▸ Kaynak alıntısı
____

Siyasetin 31 Mart 2019 yerel seçimlerinin çekim alanına girdiği günlerde AKP ile MHP arasında 24 Haziran seçimlerinde kurulan "Cumhur İttifakı'nın sürüp süremeyeceği, sürecekse nasıl bir formül geliştirileceği, sürmeyecekse bunun yakın gelecekteki siyasi sonuçlarının ne olacağı tartışılıyordu.
AKP ile MHP çeşitli düzeylerde heyetlerle ve genel başkanlar seviyesinde görüşüyordu. MHP'nin genel af çıkartma isteğinin doruğa ulaştığı, AKP'nin de yanaşmadığından kaynaklı bir gerilim vardı. 23 Ekim 2018 Salı günü Devlet Bahçeli birden "31 Mart 2019 Mahalli idareler seçimlerine yönelik herhangi bir ittifak beklentimiz, ittifak arayışımız, ittifak niyetimiz geldiğimiz aşamada artık kalmamıştır" deyiverdi.
Gerilim krize dönme eğilimindeydi. Ancak ertesi gün sular duruldu, ittifağı süreceği anlaşıldı.
Adaylar açıklandıkça AKP ile MHP'nin bölüştüğü iller ve ilçelerin hangileri olduğu aydınlanmaya başladı.
Prof. Dr. Simten Coşar, 24 Haziran 2018 seçimleri öncesi Cumhur İttifakı'nı "Faşistik, amorf sağ siyaset" olarak değerlendirdiği söyleşimizde, bu birlikteliğin mümkünlüğünü "MHP'nin duruşunun azami esnekliği, AKP'ye endeksli var oluşu" cümlesiyle tanımlamıştı.

____

▸ Kısa alıştırma 1
Koordinat etiketleme satırlarından "wooden wall, find" ifadesinin geçtiği satırla başlayıp son satıra kadar devam edenleri (ikisi de dahil) "metin" ve "koordinat" adlı iki sütunu olan bir CSV'ye aktarır mısın? Her metin satırı, altındaki koordinat satırlarıyla birlikte tek bir CSV satırı olsun. Her alan tırnak içinde yer alsın ve satır sonları boşluğa çevrilsin.

[Koordinat etiketleme kayıtları]
____

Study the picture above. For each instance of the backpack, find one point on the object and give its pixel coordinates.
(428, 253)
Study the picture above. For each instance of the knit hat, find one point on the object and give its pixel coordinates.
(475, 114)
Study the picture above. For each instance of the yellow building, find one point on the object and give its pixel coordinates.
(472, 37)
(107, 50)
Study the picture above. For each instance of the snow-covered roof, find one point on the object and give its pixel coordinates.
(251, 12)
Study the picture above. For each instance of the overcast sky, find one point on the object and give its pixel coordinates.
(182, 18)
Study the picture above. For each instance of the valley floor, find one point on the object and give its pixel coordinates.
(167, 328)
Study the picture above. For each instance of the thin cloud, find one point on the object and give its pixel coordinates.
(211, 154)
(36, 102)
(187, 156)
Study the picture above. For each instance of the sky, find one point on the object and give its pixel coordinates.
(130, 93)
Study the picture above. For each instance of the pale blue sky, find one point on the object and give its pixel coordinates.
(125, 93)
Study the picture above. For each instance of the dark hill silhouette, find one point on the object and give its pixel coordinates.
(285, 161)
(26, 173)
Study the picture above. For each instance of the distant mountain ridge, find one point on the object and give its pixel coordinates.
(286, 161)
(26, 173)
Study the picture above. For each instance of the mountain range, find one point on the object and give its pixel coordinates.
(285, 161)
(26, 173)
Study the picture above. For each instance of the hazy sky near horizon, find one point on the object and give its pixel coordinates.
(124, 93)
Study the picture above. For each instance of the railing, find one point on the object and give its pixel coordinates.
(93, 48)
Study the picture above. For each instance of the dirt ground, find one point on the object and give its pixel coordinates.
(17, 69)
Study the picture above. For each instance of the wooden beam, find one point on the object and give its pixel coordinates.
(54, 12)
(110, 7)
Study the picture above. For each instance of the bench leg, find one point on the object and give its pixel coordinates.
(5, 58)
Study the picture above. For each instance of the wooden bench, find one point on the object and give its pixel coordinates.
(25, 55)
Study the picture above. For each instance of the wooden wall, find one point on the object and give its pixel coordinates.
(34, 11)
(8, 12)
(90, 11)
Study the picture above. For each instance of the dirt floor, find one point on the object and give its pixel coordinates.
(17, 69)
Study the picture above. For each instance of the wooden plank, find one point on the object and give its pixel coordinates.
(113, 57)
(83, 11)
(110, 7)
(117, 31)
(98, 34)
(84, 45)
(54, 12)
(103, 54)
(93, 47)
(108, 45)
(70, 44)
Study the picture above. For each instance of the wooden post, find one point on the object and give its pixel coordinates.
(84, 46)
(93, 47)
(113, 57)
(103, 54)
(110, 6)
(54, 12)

____

▸ Kısa alıştırma 2
Kaynak alıntısını "Siyasetin 31 Mart" ifadesinden başlayıp "ittifağı süreceği anlaşıldı." ifadesine kadar (ikisi de dahil) olduğu gibi yazıya geçirir misin?

▸ Doğru yanıt 1
metin,koordinat
"Study the picture above. For each instance of the wooden wall, find one point on the object and give its pixel coordinates.","(34, 11) (8, 12) (90, 11)"
"Study the picture above. For each instance of the dirt floor, find one point on the object and give its pixel coordinates.","(17, 69)"
"Study the picture above. For each instance of the wooden plank, find one point on the object and give its pixel coordinates.","(113, 57) (83, 11) (110, 7) (117, 31) (98, 34) (84, 45) (54, 12) (103, 54) (93, 47) (108, 45) (70, 44)"
"Study the picture above. For each instance of the wooden post, find one point on the object and give its pixel coordinates.","(84, 46) (93, 47) (113, 57) (103, 54) (110, 6) (54, 12)"

▸ Doğru yanıt 2
Siyasetin 31 Mart 2019 yerel seçimlerinin çekim alanına girdiği günlerde AKP ile MHP arasında 24 Haziran seçimlerinde kurulan "Cumhur İttifakı'nın sürüp süremeyeceği, sürecekse nasıl bir formül geliştirileceği, sürmeyecekse bunun yakın gelecekteki siyasi sonuçlarının ne olacağı tartışılıyordu.
AKP ile MHP çeşitli düzeylerde heyetlerle ve genel başkanlar seviyesinde görüşüyordu. MHP'nin genel af çıkartma isteğinin doruğa ulaştığı, AKP'nin de yanaşmadığından kaynaklı bir gerilim vardı. 23 Ekim 2018 Salı günü Devlet Bahçeli birden "31 Mart 2019 Mahalli idareler seçimlerine yönelik herhangi bir ittifak beklentimiz, ittifak arayışımız, ittifak niyetimiz geldiğimiz aşamada artık kalmamıştır" deyiverdi.
Gerilim krize dönme eğilimindeydi. Ancak ertesi gün sular duruldu, ittifağı süreceği anlaşıldı.